* _Instructions for the task_: Collect every line of the records below that contains the word "leaf", where case counts.

Rows from a pointing dataset
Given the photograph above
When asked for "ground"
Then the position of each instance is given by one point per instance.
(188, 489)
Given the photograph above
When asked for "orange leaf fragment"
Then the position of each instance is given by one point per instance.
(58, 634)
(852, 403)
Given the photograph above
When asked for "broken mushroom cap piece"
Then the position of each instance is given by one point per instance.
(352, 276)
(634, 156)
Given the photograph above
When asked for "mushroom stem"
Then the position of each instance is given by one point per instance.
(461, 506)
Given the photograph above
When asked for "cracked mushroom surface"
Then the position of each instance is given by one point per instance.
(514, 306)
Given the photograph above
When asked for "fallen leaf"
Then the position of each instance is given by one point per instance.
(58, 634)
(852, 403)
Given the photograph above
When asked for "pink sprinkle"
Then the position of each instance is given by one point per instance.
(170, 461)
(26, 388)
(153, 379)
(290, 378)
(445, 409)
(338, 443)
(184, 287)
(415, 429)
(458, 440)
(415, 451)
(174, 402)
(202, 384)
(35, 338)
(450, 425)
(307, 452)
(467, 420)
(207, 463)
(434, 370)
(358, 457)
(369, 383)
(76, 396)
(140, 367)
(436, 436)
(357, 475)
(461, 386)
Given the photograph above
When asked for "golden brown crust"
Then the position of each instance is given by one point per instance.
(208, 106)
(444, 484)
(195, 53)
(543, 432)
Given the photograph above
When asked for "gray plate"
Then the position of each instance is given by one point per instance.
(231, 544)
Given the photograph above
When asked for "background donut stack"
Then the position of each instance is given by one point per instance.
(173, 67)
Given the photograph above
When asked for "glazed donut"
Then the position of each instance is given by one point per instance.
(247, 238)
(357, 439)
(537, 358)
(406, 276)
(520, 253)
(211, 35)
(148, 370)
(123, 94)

* _Exercise response_:
When asked for "orange leaf fragment"
When asked for "fallen leaf"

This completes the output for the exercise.